__AIM OF THE TASK__. Nothing but the data below, returned exactly, should appear in the answer.

__INPUT__.
____

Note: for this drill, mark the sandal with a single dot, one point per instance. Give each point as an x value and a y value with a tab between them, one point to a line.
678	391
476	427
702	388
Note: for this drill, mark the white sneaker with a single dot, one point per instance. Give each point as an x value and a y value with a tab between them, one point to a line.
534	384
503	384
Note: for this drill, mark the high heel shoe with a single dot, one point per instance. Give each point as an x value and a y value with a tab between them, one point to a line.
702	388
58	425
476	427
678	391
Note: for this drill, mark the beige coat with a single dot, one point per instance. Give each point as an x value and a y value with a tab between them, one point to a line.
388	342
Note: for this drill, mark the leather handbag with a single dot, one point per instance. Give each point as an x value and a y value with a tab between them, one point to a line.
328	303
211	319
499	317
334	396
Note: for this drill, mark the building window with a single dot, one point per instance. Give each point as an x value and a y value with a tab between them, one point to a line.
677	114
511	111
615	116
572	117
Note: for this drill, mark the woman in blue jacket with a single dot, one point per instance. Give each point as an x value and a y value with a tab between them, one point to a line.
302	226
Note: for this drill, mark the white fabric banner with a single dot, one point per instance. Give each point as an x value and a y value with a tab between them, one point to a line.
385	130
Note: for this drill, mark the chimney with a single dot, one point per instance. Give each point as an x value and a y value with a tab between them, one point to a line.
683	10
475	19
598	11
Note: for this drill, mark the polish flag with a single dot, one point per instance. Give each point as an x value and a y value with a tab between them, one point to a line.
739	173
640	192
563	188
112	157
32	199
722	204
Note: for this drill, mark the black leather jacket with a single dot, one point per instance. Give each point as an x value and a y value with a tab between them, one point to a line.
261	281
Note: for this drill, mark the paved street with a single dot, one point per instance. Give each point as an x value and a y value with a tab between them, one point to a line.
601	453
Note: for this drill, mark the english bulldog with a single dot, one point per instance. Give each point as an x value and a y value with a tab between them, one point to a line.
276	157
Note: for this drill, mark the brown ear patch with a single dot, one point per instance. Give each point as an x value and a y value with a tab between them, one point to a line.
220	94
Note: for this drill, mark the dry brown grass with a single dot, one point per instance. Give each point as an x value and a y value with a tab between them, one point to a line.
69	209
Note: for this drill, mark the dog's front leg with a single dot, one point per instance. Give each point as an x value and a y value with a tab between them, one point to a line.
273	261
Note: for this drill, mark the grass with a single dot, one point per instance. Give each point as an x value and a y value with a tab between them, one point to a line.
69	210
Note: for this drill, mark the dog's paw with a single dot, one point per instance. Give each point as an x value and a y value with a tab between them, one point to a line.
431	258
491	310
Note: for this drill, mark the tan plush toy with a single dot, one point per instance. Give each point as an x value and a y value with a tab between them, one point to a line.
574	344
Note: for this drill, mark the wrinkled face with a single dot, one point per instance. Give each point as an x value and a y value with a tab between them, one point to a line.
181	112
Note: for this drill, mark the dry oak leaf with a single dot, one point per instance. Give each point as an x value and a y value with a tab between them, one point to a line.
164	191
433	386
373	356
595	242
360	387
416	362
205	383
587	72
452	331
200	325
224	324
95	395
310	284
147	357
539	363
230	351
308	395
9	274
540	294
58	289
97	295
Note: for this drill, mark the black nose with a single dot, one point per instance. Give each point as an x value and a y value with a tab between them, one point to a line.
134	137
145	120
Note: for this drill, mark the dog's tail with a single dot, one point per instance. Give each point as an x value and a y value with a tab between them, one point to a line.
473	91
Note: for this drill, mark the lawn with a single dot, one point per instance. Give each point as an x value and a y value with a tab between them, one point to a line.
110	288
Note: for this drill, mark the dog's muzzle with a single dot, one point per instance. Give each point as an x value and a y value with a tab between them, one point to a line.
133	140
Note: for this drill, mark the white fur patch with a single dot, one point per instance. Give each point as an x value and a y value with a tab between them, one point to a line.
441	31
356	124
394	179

____

__COMPLETED TASK__.
Note: for this drill, mark the sandal with a single dot, one point per instance. Give each point as an x value and a y value with a tab between them, one point to a line.
678	391
476	427
702	388
Note: for this drill, mark the white sneaker with a single dot, one point per instance. Give each point as an x value and a y value with a tab between them, one point to a line.
534	384
503	384
Note: for this drill, mark the high heel shoe with a single dot, one point per instance. Give each point as an x value and a y value with a tab between them, one point to a line.
702	388
58	425
476	427
678	391
Note: for this drill, mark the beige coat with a single dot, one point per instance. Give each point as an x value and a y value with a tab between them, one point to a line.
388	342
Note: for this drill, mark the leather handbag with a single dot, one point per instance. Give each point as an x value and a y value with a tab between them, one point to a line.
328	303
211	319
499	317
334	396
Note: for this drill, mark the building window with a single dot, one point per instance. Give each point as an x value and a y value with a tab between them, one point to a line.
677	114
511	111
615	116
572	117
Note: for this drill, mark the woman in blue jacket with a single dot, one point per instance. Give each point as an x value and a y value with a tab between them, one point to a line.
302	226
Note: for this drill, mark the white fabric banner with a single dot, one point per instance. Give each point as an x value and a y value with a tab between them, one point to a line.
385	130
Note: for this drill, mark the chimney with a single dot, one point per instance. Give each point as an x value and a y value with a tab between them, one point to a line.
683	10
475	19
598	11
Note: for this drill, mark the polish flag with a single dot, one point per instance. Give each point as an x value and a y value with a tab between them, one point to a line.
739	173
640	192
563	188
112	157
32	199
722	204
Note: for this drill, mark the black leather jacket with a single dot, one point per instance. Give each point as an x value and a y value with a tab between them, one point to a line.
261	281
Note: for this drill, mark the paved street with a single dot, one point per instance. Give each point as an x value and a y value with a tab between them, one point to a line.
601	453
Note: for this drill, mark the english bulldog with a single dot, one point per instance. Give each point as an x value and a y value with a tab between them, one point to a line.
276	157
Note: for this drill, mark the brown ear patch with a single dot, one point per instance. Give each point as an x value and a y value with a tab between them, one point to a line.
220	94
Note: for this drill, mark the dry brown grass with a single dot, one point per instance. Give each point as an x value and a y value with a tab between them, one point to a line.
69	209
Note: for this drill, mark the dog's front leg with a single dot, one point per instance. Give each point as an x value and a y value with a tab between them, one point to a line.
273	261
Note: for this drill, mark the grass with a single dot, one point per instance. Give each point as an x value and a y value with a tab between them, one point to a line.
69	210
Note: for this drill, mark the dog's paw with a single dot, one point per instance. Give each point as an x value and a y value with a tab between them, one point to a line.
431	258
491	310
Note: for this drill, mark the tan plush toy with a single dot, one point per instance. Give each point as an x value and a y value with a tab between them, one point to a line.
574	344
Note: for this drill, mark the wrinkled face with a single dot, one point per instance. Give each point as an x value and a y value with a tab between them, one point to a line.
181	112
Note: for this drill, mark the dry oak leaf with a single dot, one point per instance. Give each point as an x value and a y value with a tab between them, one point to a line.
164	191
433	386
373	356
595	242
360	387
416	362
205	383
587	72
452	331
200	325
224	324
95	395
310	284
147	357
539	363
230	351
308	395
9	274
540	294
58	289
97	295
Note: for this drill, mark the black nose with a single dot, one point per instance. Give each point as an x value and a y value with a tab between them, one point to a line.
134	137
145	120
Note: for this drill, mark the dog's tail with a single dot, one point per instance. Give each point as an x value and a y value with a tab between them, one point to a line.
473	91
Note: for this drill, mark the lawn with a single dot, one point per instance. Give each point as an x value and a y value with a tab between them, one point to a line.
110	288
Note: for this drill, mark the dog's muzzle with a single dot, one point per instance. Give each point as an x value and a y value with a tab between them, one point to a line.
133	140
Note: for this drill, mark the white fur patch with a single dot, one point per instance. Give each point as an x value and a y value with a tab between them, one point to a line.
441	31
356	124
394	179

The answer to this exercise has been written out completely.